++++ THE RECORDS ++++

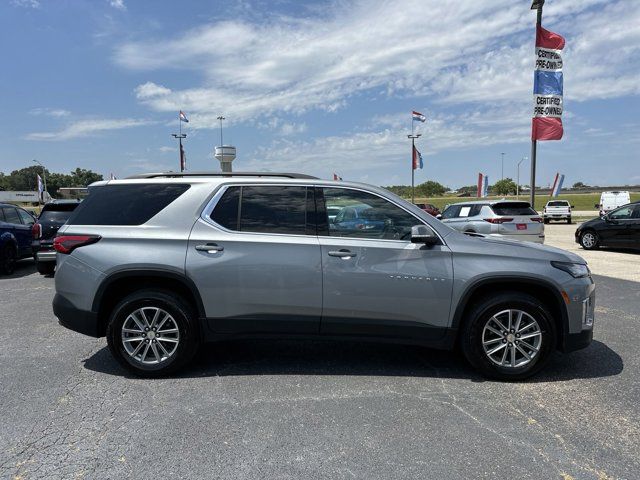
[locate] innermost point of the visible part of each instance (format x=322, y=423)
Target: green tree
x=505, y=186
x=431, y=188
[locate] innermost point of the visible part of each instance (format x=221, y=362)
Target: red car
x=429, y=208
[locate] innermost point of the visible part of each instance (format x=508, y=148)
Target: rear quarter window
x=513, y=208
x=132, y=204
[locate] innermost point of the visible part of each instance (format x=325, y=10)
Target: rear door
x=376, y=282
x=255, y=259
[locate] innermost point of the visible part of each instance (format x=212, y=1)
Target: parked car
x=502, y=218
x=52, y=217
x=611, y=200
x=618, y=228
x=161, y=263
x=429, y=208
x=557, y=210
x=15, y=236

++++

= AIM OF THE TASK =
Edit the data by replacing "innermost point" with "central point" wherever it appears, changing nothing else, and leave the pictures out of your answer.

= SOLUTION =
[locate] central point of the visible part of each instance (format x=322, y=423)
Target: green tree
x=505, y=186
x=431, y=188
[locate] central point of the visible part of each instance (format x=221, y=362)
Target: red car
x=429, y=208
[locate] central point of the visible part of each instance (format x=508, y=148)
Target: rear quarter window
x=513, y=208
x=132, y=204
[locate] central point of the visible part of each instance (format x=325, y=10)
Target: rear door
x=376, y=282
x=255, y=259
[locate] central point of the visible part of each instance (format x=212, y=1)
Target: parked car
x=502, y=218
x=52, y=217
x=611, y=200
x=618, y=228
x=161, y=263
x=429, y=208
x=557, y=210
x=15, y=236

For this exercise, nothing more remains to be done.